**Exercise goal**
Return all entries below exactly. Skip nothing.
##### Data
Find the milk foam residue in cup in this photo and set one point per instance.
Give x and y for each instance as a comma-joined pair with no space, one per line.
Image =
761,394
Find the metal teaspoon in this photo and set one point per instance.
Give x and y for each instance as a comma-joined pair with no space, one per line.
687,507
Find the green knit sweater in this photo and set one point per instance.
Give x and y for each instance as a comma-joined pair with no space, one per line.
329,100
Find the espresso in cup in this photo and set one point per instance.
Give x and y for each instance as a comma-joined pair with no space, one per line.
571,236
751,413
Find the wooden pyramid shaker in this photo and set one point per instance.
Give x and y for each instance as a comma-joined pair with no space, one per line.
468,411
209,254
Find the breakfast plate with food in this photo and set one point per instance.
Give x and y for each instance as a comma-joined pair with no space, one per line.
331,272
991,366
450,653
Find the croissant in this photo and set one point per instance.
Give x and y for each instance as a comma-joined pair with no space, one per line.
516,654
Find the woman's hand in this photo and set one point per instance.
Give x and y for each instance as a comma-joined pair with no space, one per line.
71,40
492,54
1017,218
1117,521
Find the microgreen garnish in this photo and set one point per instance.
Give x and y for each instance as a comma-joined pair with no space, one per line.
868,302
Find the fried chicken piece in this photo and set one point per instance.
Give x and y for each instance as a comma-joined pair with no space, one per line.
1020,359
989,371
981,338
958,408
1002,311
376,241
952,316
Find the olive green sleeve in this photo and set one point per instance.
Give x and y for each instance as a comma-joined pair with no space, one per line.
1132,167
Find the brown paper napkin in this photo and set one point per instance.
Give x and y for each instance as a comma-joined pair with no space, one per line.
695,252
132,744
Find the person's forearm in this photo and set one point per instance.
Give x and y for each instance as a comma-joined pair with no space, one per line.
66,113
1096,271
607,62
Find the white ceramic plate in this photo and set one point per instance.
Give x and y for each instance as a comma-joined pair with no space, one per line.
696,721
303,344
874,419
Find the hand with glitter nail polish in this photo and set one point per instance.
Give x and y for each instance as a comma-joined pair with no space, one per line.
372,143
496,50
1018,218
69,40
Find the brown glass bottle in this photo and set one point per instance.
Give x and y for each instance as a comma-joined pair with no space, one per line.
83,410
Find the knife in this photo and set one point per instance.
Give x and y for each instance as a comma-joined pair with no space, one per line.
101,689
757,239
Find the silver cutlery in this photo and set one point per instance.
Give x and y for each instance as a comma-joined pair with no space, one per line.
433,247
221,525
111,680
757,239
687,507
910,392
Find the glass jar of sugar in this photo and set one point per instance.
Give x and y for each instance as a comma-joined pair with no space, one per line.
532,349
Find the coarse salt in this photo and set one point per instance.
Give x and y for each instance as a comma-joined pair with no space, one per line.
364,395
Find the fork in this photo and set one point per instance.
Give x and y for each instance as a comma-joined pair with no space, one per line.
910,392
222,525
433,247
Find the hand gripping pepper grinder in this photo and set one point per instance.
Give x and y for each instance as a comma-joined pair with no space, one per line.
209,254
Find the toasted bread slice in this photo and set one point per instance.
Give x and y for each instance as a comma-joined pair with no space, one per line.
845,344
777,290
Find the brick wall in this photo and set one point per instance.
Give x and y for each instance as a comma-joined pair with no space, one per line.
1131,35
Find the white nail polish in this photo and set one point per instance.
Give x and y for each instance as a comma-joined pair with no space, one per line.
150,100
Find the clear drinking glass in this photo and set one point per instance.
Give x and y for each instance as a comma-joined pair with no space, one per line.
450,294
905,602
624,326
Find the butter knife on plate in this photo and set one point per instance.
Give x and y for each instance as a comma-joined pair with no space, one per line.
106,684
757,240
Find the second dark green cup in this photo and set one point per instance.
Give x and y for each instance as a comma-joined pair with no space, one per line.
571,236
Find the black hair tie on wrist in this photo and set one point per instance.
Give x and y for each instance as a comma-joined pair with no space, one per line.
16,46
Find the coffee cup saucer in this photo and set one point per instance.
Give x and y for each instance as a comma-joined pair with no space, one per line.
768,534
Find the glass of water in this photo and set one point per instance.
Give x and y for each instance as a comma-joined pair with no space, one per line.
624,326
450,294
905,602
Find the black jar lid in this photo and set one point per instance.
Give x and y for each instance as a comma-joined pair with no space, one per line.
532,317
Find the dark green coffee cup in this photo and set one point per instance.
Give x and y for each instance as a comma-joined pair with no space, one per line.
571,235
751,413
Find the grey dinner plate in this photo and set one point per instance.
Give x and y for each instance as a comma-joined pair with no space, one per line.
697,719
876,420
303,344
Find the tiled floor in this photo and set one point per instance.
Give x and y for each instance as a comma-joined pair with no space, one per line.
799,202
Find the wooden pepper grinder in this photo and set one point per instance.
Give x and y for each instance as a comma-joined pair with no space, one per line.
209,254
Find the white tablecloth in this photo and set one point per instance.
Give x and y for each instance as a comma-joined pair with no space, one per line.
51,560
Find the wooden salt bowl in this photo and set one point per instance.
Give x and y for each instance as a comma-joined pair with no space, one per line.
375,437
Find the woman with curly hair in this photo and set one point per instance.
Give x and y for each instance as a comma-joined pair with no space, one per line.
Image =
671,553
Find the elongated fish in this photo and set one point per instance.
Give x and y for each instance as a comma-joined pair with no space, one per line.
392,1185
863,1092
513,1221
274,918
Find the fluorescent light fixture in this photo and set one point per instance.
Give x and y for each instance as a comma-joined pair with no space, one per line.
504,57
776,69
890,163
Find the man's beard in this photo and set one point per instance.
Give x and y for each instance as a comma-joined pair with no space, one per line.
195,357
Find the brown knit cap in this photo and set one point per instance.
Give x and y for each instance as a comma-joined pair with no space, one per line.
##########
**Exercise output**
Find the milk foam residue in cup in this photo and set one point per instance.
Give x and y for each instance as a comma-joined pair with no space, one per line.
Image =
761,394
Find the metal teaspoon in this photo and set one point per instance.
Give x and y for each instance as a comma-joined pair with no space, one per line.
687,507
Find the green knit sweater in this photo and set one point per instance.
Give x and y for each instance as a comma-joined pair with no space, one per line.
329,100
Find the espresso in cup in this photo and set one point per instance.
Give x and y for each instance as a comma-joined pair with no space, one per line.
571,236
751,413
Find the wooden pyramid shaker in this photo and set one point per instance.
Give x and y for each instance as a comma-joined pair with no space, one per line.
468,411
209,254
Find the breakfast plate with food in this photo and set one point per instance.
Give x and y for each instance as a comma-joined pair with no space, one per line.
331,272
991,366
450,653
Find the croissant in this photo and set one point per instance.
Give x and y for each instance as a comma-joined pair with no space, one per line.
516,654
Find the woman's hand in this photo and set one point per instance.
Give x and y for each instance as a comma-joined pair with no space, one per line.
71,40
492,54
1017,218
1117,521
Find the microgreen garnish in this photo and set one point per instance.
Give x and y for each instance as a comma-joined pair with no space, one per line.
868,302
Find the fried chicken piece in this photo and set one point per instance.
Give x and y for each instance as a comma-joined pair with no space, one per line.
1020,359
989,371
981,338
958,408
1002,311
376,241
952,316
Find the olive green sleeve in this photo and set one point per instance.
Give x and y for each instance as a comma-joined pair with no space, one per line.
1132,167
Find the brown paper napkin in this photo and set one point per instance.
Give x and y for each instance as a comma-joined pair with no space, one per line.
695,252
132,744
Find the person's forearm in this photo and set one point per instance.
Give x and y for each instance as a comma-joined pair with no space, one per line.
66,113
1096,271
607,62
Find the white ceramic plate in this photo and set one point per instance.
Give x and y for each instance as a comma-joined pair with no space, one per line.
696,721
303,344
874,419
Find the hand with glitter nail polish in this photo and set one point per instance.
Give x and y for each instance as a comma-joined pair with no space, one per line.
372,143
496,50
1018,218
69,40
Find the brown glass bottle in this photo and set one point per instance.
Give x and y for each instance as a comma-joined pair with no space, one per line.
83,410
Find the knife in this photo and set one point per instance.
Give x and y for each instance as a comma-joined pair with no space, one per line.
101,689
757,239
Find the silver cutlery in this photo and set one point per instance.
Give x and y for each instance as a comma-joined pair with no space, one per line.
433,247
221,525
111,680
757,239
687,507
910,392
Find the glass jar of sugar in this photo and set one point per instance.
Give x and y for each instance as a comma-joined pair with no space, one per line.
532,349
Find the coarse salt in this photo and set one point per instance.
Give x and y for each instance as a comma-joined pair with no space, one per line.
364,395
Find the fork in this photo and set one point per instance.
Give x and y for each instance as a comma-joined pair with no space, one per line.
910,392
222,525
433,247
Find the hand gripping pepper grinder in this photo and set one point per instance.
Give x and y for each instance as a comma-joined pair with no space, one per line.
209,254
Find the toasted bread slice in this photo and set one point per instance.
Give x and y for each instance as a comma-joined pair with no space, one per line.
845,344
777,290
Find the brick wall in this photo and set one point per instance.
Give x and y for each instance as a comma-joined pair with no space, one per line.
1131,35
Find the white nail polish in this photo and set one point per instance.
Give x and y for each instance as a comma-joined pair with no space, one per line.
150,100
Find the clear drinking glass in this photo and set one point per instance.
Give x and y for each instance as a comma-joined pair with no space, one per line.
450,294
905,602
624,326
Find the butter knife on plate in this photo and set one point per instance.
Give x and y for each instance as a comma-joined pair with no space, one per line.
106,684
757,240
Find the second dark green cup in this photo and set one point per instance.
Give x and y for each instance as a comma-joined pair with no space, one per line.
571,236
Find the black hair tie on wrist in this photo and set one point per instance.
Give x and y for each instance as a comma-joined pair with no space, one per line.
16,46
Find the coffee cup saucer in this photo and set one point per instance.
Give x and y for each instance as a comma-joined pair with no space, one per line.
768,534
Find the glass of water in this photo and set one point per instance.
Give x and y for each instance as a comma-joined pair with no space, one per line.
624,326
450,294
905,602
Find the black jar lid in this photo and set one point per instance.
Give x and y for each instance as a comma-joined pair with no space, one per line.
532,317
Find the dark green coffee cup in this photo and set one point per instance.
Give x and y for each instance as a comma-joined pair with no space, one per line.
571,235
751,413
Find the grey dinner plate in this photo and set one point per instance.
Give x and y for each instance as a comma-joined pair with no space, one per line.
697,719
876,420
303,344
Find the tiled floor in this photo and set one point per instance.
Give x and y for each instance as a comma-joined pair with no space, one per line.
799,202
Find the wooden pepper grinder in this photo and set one point per instance.
Give x and y for each instance as a comma-joined pair with no space, one per line.
209,254
Find the white tablecloth in this photo and set one point per instance.
Give x and y for each instance as a comma-joined pair with no space, one per line.
51,560
Find the wooden salt bowl in this photo and set one point per instance.
Give x and y for each instance as a comma-joined pair with no space, one per line.
375,437
Find the woman with curly hair in this photo and set one point per instance.
Give x and y for each instance as a comma-joined pair with no space, one per line.
Image =
671,553
Find the elongated fish in this photo and set one point per instance.
Give x and y for each instance as a comma-joined pair with no space, one per line.
392,1185
863,1092
513,1221
274,918
Find the fluorescent light fixture in this photo and set one point per instance.
Give x and y for each instance as a comma-joined pair with no space, one per line.
504,57
776,69
890,163
Find the man's beard in this photo and set one point per instance.
Give x and y for each instance as a comma-joined pair with no space, one per line.
195,357
Find the brown knit cap in this photo and set one point per instance.
Give x and y for each instance as a comma-joined pair with no space, one per line.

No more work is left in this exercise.